Write out every record below exactly as given. Leave the pictures out.

Image point grounding data
▬▬▬

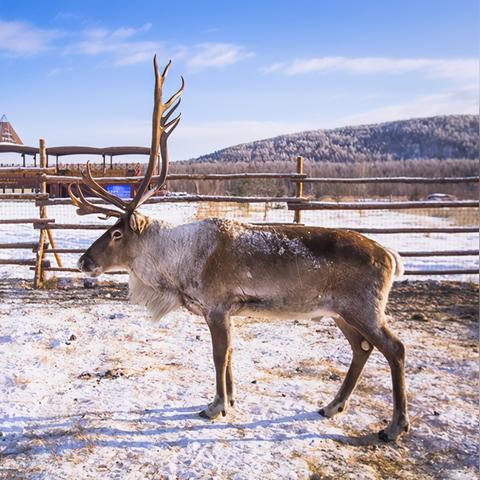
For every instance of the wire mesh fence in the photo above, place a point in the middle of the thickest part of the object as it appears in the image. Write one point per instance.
(371, 222)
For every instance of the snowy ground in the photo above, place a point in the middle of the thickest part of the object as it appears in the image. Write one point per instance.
(91, 389)
(181, 213)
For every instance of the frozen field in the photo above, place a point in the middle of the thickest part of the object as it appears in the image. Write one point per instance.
(181, 213)
(91, 389)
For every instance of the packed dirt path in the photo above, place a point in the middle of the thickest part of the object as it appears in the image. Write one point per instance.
(90, 388)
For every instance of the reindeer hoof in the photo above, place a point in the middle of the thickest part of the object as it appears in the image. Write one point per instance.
(383, 436)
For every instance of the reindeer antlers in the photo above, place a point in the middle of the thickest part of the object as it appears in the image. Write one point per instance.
(162, 127)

▬▬▬

▶ [TASK OUTPUT]:
For every instance of the wire mesh fence in the photo above, place a point in the middle of the thickest part of the object as it appears in the image. Write one point per instance.
(371, 222)
For every instance of the snowy ground in the photo above, place a point in the middle of the thickest part of the object as it appears in the image. Write one point per instance.
(91, 389)
(181, 213)
For every instance of the frozen field in the photo above, place a point in the middle of the thickest part of the object as it appears in the image. Write one point per instance.
(181, 213)
(91, 389)
For every instance of the packed dirt path in the photo above, place a point in the middle of the thickest part of the object as it appears in the image. Write one point per instance.
(90, 388)
For every instance of the reindeer hoof in the photo above, place a point in the middle of the thickest part of the object as it appears in the image. Write one point per instance.
(383, 436)
For every instance of the reindeer antlers in the photo above, place a point in the middle of the thickest part of the object as it appears in the image. Write one point per instance.
(162, 127)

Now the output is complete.